Look through the material below and show every line with the word "chair".

Start of Block

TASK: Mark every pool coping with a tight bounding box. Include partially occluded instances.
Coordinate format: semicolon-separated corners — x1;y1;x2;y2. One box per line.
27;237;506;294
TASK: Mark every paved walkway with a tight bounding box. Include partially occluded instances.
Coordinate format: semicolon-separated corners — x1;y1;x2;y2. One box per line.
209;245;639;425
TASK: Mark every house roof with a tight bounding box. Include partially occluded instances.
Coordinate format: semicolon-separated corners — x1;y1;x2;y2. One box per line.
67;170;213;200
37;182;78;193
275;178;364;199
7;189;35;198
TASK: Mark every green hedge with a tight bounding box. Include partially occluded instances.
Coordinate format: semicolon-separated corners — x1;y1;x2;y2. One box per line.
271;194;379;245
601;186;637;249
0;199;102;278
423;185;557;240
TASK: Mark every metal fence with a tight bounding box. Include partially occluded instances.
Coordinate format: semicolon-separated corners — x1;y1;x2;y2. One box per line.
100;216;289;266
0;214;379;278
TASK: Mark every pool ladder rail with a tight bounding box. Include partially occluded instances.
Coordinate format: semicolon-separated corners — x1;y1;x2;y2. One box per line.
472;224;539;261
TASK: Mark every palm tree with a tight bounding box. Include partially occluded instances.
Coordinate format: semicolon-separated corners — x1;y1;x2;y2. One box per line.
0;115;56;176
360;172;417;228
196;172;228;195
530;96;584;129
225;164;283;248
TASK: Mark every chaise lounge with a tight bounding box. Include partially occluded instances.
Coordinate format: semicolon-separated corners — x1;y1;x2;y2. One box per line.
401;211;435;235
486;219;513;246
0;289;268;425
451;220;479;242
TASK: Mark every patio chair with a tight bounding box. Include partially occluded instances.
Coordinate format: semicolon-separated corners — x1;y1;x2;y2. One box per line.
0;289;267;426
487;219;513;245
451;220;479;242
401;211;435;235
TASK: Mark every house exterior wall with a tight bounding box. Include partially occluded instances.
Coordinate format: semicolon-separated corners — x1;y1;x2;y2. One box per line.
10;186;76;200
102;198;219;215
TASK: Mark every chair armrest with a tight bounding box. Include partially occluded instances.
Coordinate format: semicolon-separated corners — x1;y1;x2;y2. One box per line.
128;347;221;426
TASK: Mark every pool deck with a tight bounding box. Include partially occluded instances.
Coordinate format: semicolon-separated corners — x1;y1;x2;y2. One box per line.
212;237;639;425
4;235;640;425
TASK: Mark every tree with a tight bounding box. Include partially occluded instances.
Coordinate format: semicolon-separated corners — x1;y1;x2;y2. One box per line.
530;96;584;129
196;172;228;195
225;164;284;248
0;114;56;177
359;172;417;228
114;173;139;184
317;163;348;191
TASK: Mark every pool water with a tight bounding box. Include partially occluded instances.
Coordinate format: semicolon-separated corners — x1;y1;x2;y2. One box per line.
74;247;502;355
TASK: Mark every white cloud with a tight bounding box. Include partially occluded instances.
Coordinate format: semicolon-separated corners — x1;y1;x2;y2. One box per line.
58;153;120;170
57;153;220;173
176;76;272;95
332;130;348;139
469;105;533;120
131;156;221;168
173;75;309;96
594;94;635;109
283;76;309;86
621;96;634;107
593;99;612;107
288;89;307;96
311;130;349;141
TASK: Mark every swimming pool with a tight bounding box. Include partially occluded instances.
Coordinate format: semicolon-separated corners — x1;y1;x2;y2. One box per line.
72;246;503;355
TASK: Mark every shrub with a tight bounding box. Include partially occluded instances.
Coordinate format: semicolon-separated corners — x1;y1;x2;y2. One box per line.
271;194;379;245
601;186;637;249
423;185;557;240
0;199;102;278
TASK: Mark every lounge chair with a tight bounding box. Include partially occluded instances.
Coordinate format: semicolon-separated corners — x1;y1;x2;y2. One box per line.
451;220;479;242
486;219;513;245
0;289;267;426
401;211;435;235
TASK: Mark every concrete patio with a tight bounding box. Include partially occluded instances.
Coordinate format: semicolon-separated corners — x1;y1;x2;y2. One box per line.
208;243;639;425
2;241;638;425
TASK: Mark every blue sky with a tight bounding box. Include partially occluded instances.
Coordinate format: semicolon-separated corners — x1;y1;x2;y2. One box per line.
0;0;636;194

End of Block

▸ Answer section
TASK: Mark every patio chair with a tight bounding box. Include partially occluded instances.
TASK: Mark every chair armrest with a tight bounding box. Include partially occluded instances.
TASK: Mark every lounge chair with a tight bounding box. Include partially occluded instances.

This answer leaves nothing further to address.